[Brano scelto]
Dal respiratore alla rinascita. Il racconto di un giovane malato di covid


AGI – La maschera facciale deve aderire bene al volto per non disperdere il getto d’aria, altrimenti scatta un suono metallico e il respiratore artificiale non fa più il suo dovere. Se il covid diventa aggressivo, nei primi periodi di ospedalizzazione questo macchinario può farti compagnia anche diciotto ore al giorno.

Una lotta in cui dormi poco o nulla: le luci del reparto, il passaggio degli infermieri, le attività dei compagni di stanza, le preoccupazioni finiscono per assorbire le poche ore libere, prima che il volto torni nuovamente imprigionato e il getto d’aria ricominci il suo ciclo. La Niv, abbreviazione in gergo sanitario della “ventilazione meccanica non invasiva”, in ospedale è tra gli ultimi step prima della terapia intensiva.

S’interrompe solo per i pasti o i controlli medici: i bordi gommati della maschera ti lasciano profondi solchi sulla faccia. Chi scrive ha 38 anni ed è stato ricoverato per 20 giorni con una polmonite interstiziale bilaterale all’Istituto Nazionale Malattie Infettive Lazzaro Spallanzani di Roma. La struttura è uno dei poli di eccellenza del sistema sanitario della Regione Lazio.
[/Brano scelto]
[Righe fornite]
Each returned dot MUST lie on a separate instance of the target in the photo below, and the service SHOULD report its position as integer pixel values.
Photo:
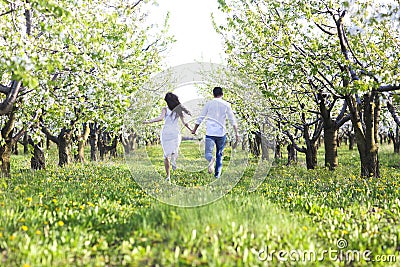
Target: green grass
(95, 214)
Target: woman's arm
(159, 118)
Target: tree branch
(300, 149)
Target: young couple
(216, 111)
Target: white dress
(170, 134)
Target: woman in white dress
(170, 134)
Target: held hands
(236, 141)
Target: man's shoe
(211, 166)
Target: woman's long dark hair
(174, 105)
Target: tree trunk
(352, 141)
(81, 143)
(330, 142)
(38, 160)
(93, 141)
(5, 155)
(64, 148)
(292, 155)
(366, 134)
(311, 156)
(101, 145)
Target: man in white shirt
(216, 112)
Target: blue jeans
(219, 142)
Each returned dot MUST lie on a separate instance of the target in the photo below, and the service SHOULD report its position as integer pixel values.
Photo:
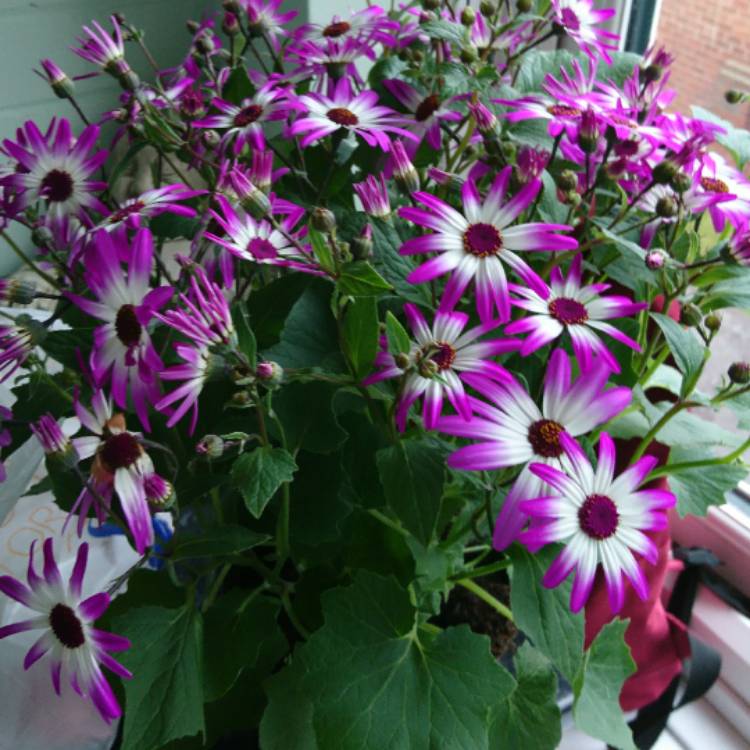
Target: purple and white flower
(76, 649)
(512, 430)
(477, 243)
(581, 310)
(356, 113)
(601, 520)
(55, 167)
(122, 346)
(439, 358)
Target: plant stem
(486, 597)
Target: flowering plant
(415, 344)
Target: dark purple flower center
(247, 115)
(57, 186)
(120, 451)
(336, 29)
(127, 326)
(261, 249)
(444, 355)
(482, 240)
(122, 213)
(562, 110)
(570, 20)
(342, 116)
(713, 185)
(544, 437)
(598, 517)
(66, 626)
(568, 311)
(427, 107)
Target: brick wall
(710, 41)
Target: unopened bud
(567, 180)
(655, 259)
(666, 207)
(210, 446)
(664, 172)
(712, 322)
(271, 373)
(690, 315)
(739, 372)
(468, 16)
(323, 219)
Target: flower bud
(362, 245)
(666, 207)
(210, 446)
(59, 82)
(271, 373)
(468, 16)
(469, 54)
(567, 180)
(690, 315)
(739, 372)
(664, 172)
(323, 219)
(712, 321)
(655, 259)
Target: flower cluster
(370, 268)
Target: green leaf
(544, 614)
(258, 474)
(245, 336)
(360, 279)
(306, 411)
(687, 350)
(367, 680)
(164, 700)
(309, 337)
(398, 339)
(219, 541)
(445, 30)
(735, 140)
(529, 717)
(238, 86)
(256, 640)
(699, 488)
(360, 333)
(606, 665)
(412, 473)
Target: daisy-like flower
(512, 430)
(475, 244)
(121, 465)
(151, 203)
(242, 122)
(374, 196)
(359, 114)
(56, 167)
(122, 346)
(259, 241)
(207, 321)
(580, 309)
(437, 361)
(579, 18)
(600, 518)
(104, 49)
(428, 111)
(76, 649)
(264, 16)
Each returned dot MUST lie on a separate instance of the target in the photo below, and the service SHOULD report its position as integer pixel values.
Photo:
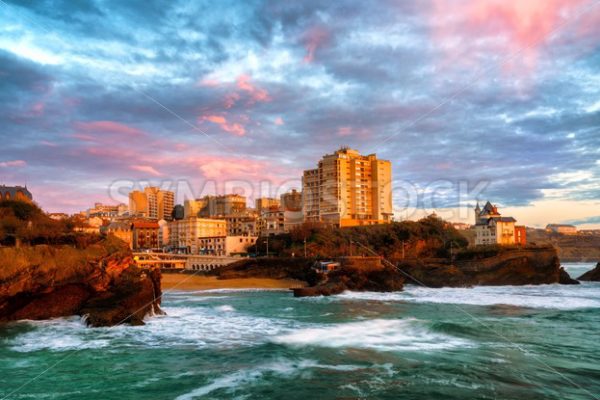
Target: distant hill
(571, 248)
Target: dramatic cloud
(502, 94)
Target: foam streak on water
(267, 344)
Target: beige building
(492, 228)
(348, 189)
(152, 203)
(227, 204)
(266, 203)
(122, 230)
(191, 233)
(562, 229)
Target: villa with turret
(492, 228)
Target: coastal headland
(98, 282)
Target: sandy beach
(177, 281)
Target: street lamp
(267, 242)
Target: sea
(505, 342)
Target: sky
(470, 100)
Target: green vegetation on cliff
(428, 237)
(25, 223)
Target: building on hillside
(58, 216)
(144, 235)
(238, 245)
(291, 204)
(266, 203)
(163, 234)
(15, 193)
(492, 228)
(106, 211)
(186, 234)
(562, 229)
(520, 235)
(348, 189)
(122, 230)
(461, 226)
(152, 203)
(272, 222)
(243, 224)
(215, 206)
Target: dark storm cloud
(280, 83)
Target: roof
(13, 190)
(496, 219)
(489, 209)
(113, 226)
(145, 224)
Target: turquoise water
(532, 342)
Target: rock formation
(356, 274)
(592, 275)
(98, 282)
(528, 266)
(565, 279)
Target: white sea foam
(564, 297)
(380, 334)
(60, 334)
(225, 308)
(241, 378)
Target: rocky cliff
(355, 278)
(593, 275)
(529, 266)
(98, 282)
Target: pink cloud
(518, 31)
(13, 164)
(344, 131)
(230, 100)
(146, 169)
(234, 128)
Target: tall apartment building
(215, 206)
(266, 203)
(152, 203)
(348, 189)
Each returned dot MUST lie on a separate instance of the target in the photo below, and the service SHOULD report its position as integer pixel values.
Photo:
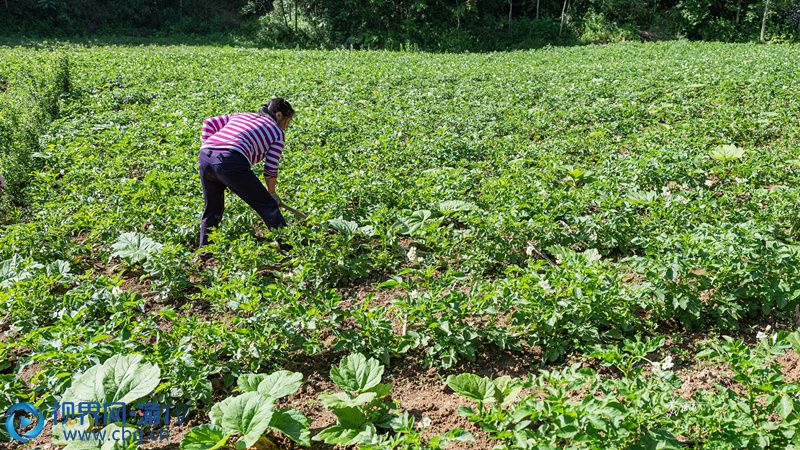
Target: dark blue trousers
(221, 168)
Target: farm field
(587, 247)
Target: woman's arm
(271, 163)
(212, 125)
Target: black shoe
(284, 247)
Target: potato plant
(560, 204)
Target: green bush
(27, 109)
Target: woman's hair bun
(278, 105)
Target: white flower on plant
(663, 367)
(545, 285)
(529, 249)
(412, 255)
(425, 422)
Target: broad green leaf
(128, 437)
(344, 400)
(506, 389)
(292, 423)
(346, 227)
(727, 153)
(248, 414)
(412, 224)
(119, 379)
(280, 384)
(75, 425)
(450, 206)
(785, 406)
(135, 247)
(204, 437)
(339, 435)
(248, 382)
(356, 373)
(350, 417)
(381, 389)
(473, 387)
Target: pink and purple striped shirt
(257, 137)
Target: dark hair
(277, 105)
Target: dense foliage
(427, 24)
(544, 203)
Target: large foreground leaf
(473, 387)
(248, 414)
(135, 247)
(122, 378)
(292, 423)
(356, 373)
(204, 437)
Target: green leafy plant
(250, 414)
(135, 247)
(361, 408)
(727, 153)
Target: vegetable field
(590, 247)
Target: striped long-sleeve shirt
[/Righe fornite]
**Esplora il materiale:**
a – Nel brano sul ricovero per covid, che cosa finisce per assorbire le poche ore libere tra un ciclo di ventilazione e l'altro? Elenca tutto.
b – Rispondi a queste domande sul brano:
(i) Nei primi periodi di ospedalizzazione, per quante ore al giorno il respiratore può farti compagnia?
(ii) Di quale espressione è abbreviazione "Niv"?
(iii) In quale istituto è stato ricoverato chi scrive?
Le righe non hanno alcun rapporto con il brano.

**Risposte:**
a –
- le luci del reparto
- il passaggio degli infermieri
- le attività dei compagni di stanza
- le preoccupazioni

b –
(i) Anche diciotto ore al giorno.
(ii) Di "ventilazione meccanica non invasiva".
(iii) All'Istituto Nazionale Malattie Infettive Lazzaro Spallanzani di Roma.